- [What this task involves]
Examine each line of the data. Copy those that contain the string "floor".

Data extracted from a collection
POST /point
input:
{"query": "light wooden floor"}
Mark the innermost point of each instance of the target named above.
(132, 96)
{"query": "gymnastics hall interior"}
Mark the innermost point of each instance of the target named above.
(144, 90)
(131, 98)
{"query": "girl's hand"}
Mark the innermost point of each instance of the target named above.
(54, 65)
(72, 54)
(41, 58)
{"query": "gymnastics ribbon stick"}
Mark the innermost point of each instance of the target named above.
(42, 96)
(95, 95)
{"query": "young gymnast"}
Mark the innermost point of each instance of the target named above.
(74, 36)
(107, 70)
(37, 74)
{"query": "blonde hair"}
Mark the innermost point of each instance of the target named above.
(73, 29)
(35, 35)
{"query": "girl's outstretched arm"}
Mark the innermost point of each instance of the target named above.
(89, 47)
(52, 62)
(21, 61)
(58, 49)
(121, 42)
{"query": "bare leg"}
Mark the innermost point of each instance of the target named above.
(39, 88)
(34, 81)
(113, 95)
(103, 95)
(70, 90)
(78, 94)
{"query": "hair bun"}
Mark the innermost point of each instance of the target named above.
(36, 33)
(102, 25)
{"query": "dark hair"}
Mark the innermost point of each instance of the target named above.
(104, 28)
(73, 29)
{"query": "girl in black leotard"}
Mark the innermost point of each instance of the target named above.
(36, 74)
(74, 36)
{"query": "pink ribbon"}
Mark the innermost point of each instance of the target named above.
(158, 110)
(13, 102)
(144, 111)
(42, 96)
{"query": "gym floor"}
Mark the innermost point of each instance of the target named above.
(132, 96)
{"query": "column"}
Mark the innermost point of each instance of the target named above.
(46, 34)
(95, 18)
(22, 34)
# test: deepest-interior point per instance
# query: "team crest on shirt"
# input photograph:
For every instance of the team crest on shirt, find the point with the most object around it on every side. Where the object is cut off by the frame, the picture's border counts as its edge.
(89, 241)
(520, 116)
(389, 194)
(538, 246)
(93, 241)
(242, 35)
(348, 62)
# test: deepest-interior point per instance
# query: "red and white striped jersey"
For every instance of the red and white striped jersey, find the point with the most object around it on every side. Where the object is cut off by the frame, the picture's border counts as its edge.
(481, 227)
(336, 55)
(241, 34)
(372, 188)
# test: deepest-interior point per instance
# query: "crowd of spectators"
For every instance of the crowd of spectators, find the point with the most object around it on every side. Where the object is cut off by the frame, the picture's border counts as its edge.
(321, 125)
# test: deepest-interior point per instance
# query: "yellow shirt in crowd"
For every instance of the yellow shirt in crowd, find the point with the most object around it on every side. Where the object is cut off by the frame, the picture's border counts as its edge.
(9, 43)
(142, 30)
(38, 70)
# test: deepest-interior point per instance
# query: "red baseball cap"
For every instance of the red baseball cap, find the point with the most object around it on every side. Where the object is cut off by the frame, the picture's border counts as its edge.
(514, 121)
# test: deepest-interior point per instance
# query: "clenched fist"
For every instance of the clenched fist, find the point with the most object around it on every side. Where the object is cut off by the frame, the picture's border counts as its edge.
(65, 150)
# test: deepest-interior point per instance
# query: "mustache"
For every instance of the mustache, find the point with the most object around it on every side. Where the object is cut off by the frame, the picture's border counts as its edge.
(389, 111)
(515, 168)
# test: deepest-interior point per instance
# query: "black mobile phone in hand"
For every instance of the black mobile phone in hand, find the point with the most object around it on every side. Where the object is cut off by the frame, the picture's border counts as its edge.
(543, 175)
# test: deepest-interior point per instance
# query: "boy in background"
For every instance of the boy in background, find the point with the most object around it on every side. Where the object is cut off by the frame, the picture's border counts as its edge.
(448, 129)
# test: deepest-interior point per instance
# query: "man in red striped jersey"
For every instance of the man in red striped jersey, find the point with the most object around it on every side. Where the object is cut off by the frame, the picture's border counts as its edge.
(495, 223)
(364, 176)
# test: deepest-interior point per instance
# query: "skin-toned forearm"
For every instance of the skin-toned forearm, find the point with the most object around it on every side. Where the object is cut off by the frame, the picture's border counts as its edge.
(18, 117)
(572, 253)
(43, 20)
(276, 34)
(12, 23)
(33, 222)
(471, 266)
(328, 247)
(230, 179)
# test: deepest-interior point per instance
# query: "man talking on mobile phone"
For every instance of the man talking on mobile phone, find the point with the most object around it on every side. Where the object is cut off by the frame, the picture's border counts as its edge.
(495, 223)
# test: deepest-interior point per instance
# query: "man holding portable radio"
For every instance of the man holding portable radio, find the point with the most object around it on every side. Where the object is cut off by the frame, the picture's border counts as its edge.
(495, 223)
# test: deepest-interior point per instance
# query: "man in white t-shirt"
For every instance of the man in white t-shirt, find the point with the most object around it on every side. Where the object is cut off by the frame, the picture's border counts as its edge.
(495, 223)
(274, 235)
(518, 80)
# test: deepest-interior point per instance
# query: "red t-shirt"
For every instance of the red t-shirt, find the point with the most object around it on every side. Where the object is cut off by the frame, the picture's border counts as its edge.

- [Response area]
{"query": "light wooden floor"}
{"query": "gym floor"}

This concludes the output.